**SCHRIFTLICHE AUFGABE**: Entnimm dem Auszug zur Analyse des Spiels VfB Stuttgart gegen Borussia Dortmund den Abschnitt wörtlich, beginnend bei „Stuttgart - Jonas“ und endend bei „gegen den BVB.“.

**VORLIEGENDER AUSZUG**:
------------------------------------

Taktik-Blogger Jonas Bischofberger analysiert das Spiel des VfB Stuttgart gegen Borussia Dortmund und erklärt, wieso die Stuttgarter so untergingen.

Stuttgart - Jonas Bischofberger analysiert auf seinem Blog www.vfbtaktisch.blogspot.de regelmäßig die Spiele des VfB Stuttgart in der Fußball-Bundesliga. Für unsere Zeitung wirft er einen genauen Blick auf die Partie des VfB gegen den BVB.

------------------------------------

**DATENSÄTZE**:
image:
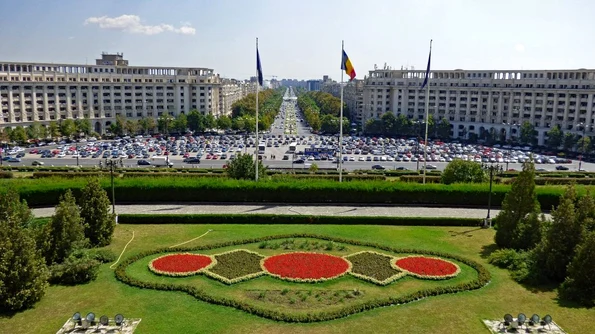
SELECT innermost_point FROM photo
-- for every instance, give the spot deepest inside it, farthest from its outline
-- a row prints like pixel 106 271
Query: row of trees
pixel 36 254
pixel 322 110
pixel 244 110
pixel 391 125
pixel 538 250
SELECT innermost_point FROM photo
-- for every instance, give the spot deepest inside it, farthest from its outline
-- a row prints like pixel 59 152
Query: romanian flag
pixel 347 67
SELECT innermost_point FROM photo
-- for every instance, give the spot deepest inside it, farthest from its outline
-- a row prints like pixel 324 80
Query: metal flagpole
pixel 257 88
pixel 427 120
pixel 341 122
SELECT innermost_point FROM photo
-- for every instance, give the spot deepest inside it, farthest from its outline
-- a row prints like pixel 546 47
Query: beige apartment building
pixel 475 101
pixel 45 92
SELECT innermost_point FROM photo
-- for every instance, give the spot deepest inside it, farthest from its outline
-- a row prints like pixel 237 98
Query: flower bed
pixel 374 267
pixel 235 266
pixel 427 267
pixel 183 264
pixel 305 267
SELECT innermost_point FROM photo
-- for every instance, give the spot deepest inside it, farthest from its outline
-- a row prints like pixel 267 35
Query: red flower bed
pixel 180 264
pixel 427 267
pixel 305 267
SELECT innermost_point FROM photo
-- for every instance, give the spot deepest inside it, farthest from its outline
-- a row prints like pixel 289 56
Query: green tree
pixel 181 123
pixel 555 252
pixel 242 166
pixel 443 129
pixel 569 141
pixel 579 285
pixel 95 211
pixel 54 129
pixel 554 138
pixel 224 122
pixel 67 127
pixel 23 273
pixel 527 136
pixel 461 171
pixel 65 232
pixel 519 224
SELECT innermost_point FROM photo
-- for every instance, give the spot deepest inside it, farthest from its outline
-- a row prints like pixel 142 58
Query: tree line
pixel 542 251
pixel 61 250
pixel 322 110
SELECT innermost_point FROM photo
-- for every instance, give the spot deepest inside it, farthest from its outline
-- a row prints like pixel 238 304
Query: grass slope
pixel 173 312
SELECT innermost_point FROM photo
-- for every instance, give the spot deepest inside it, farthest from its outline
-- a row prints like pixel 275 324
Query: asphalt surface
pixel 285 209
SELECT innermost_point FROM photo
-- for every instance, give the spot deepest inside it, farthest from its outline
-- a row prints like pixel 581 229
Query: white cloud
pixel 519 47
pixel 132 24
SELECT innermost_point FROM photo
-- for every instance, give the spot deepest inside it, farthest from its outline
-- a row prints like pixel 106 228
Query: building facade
pixel 44 92
pixel 477 101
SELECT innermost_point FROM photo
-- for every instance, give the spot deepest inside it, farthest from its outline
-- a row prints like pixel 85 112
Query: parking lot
pixel 289 144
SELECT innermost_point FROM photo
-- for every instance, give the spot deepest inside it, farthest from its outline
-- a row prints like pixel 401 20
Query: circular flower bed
pixel 305 267
pixel 185 264
pixel 427 267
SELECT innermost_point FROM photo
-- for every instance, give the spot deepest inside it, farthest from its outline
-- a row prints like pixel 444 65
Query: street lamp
pixel 580 161
pixel 493 169
pixel 113 164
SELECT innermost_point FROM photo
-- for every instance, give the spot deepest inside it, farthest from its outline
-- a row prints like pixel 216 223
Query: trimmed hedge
pixel 483 278
pixel 293 219
pixel 224 190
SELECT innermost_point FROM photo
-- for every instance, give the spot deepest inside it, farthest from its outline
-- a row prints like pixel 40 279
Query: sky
pixel 302 39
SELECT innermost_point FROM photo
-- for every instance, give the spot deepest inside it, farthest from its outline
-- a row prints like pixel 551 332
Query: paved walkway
pixel 285 209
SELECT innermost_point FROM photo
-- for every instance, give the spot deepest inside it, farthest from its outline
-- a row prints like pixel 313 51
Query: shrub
pixel 461 171
pixel 76 269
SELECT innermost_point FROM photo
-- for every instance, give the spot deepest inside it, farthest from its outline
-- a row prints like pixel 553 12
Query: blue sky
pixel 302 39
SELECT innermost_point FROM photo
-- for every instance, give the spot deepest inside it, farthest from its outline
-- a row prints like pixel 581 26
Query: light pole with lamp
pixel 113 164
pixel 492 170
pixel 580 161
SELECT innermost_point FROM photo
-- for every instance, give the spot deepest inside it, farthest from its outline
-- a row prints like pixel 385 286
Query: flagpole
pixel 427 119
pixel 341 123
pixel 257 88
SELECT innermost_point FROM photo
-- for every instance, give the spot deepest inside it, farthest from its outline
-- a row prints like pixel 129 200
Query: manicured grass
pixel 175 312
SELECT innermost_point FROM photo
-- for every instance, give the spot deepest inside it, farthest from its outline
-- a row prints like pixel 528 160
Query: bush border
pixel 483 278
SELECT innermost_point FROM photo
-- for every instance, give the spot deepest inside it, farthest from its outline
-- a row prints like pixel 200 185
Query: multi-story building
pixel 313 85
pixel 44 92
pixel 230 91
pixel 476 101
pixel 352 96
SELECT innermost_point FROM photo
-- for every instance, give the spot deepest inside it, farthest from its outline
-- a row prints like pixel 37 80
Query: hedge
pixel 224 190
pixel 293 219
pixel 483 278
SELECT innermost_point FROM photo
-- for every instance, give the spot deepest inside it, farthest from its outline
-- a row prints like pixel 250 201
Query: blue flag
pixel 428 69
pixel 259 68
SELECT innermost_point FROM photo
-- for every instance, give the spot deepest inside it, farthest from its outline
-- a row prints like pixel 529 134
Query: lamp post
pixel 580 161
pixel 492 169
pixel 112 163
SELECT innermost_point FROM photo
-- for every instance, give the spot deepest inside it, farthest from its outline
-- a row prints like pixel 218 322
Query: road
pixel 285 209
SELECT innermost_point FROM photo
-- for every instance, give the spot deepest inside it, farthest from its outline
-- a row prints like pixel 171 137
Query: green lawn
pixel 176 312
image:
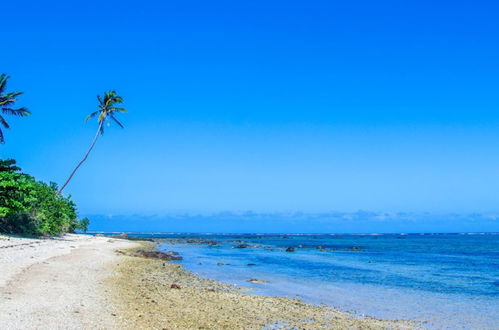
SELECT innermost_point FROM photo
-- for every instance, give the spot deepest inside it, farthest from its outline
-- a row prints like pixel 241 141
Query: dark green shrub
pixel 33 207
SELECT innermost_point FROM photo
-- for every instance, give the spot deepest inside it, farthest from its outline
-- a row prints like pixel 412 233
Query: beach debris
pixel 255 280
pixel 156 255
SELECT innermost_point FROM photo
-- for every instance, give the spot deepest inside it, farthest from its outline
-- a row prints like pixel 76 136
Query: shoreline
pixel 153 293
pixel 83 281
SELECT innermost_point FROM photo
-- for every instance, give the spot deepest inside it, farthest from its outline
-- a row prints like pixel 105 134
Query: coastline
pixel 81 281
pixel 58 283
pixel 154 294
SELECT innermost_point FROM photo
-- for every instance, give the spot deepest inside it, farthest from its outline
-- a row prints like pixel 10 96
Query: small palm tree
pixel 7 100
pixel 107 110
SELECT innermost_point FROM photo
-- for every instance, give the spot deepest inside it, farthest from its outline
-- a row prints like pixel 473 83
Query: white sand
pixel 57 283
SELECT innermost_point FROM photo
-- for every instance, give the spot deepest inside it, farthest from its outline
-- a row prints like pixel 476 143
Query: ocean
pixel 443 280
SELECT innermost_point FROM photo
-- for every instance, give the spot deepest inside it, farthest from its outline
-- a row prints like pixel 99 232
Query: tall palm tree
pixel 7 100
pixel 106 111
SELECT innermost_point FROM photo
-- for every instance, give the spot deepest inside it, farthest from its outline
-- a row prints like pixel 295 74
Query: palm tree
pixel 107 110
pixel 7 100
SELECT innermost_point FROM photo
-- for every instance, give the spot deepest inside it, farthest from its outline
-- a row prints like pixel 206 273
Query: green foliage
pixel 7 101
pixel 33 207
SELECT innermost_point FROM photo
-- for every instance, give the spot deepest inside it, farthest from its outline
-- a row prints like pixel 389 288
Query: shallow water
pixel 446 280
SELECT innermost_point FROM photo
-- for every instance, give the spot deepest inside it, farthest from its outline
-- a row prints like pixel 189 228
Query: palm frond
pixel 3 82
pixel 92 115
pixel 21 112
pixel 118 109
pixel 4 122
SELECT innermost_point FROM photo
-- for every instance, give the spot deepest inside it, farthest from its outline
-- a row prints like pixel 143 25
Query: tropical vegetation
pixel 7 101
pixel 107 109
pixel 32 207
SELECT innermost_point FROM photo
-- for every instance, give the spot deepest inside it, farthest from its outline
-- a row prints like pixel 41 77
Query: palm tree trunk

------------------------------------

**ENDGÜLTIGE ANTWORT**:
Stuttgart - Jonas Bischofberger analysiert auf seinem Blog www.vfbtaktisch.blogspot.de regelmäßig die Spiele des VfB Stuttgart in der Fußball-Bundesliga. Für unsere Zeitung wirft er einen genauen Blick auf die Partie des VfB gegen den BVB.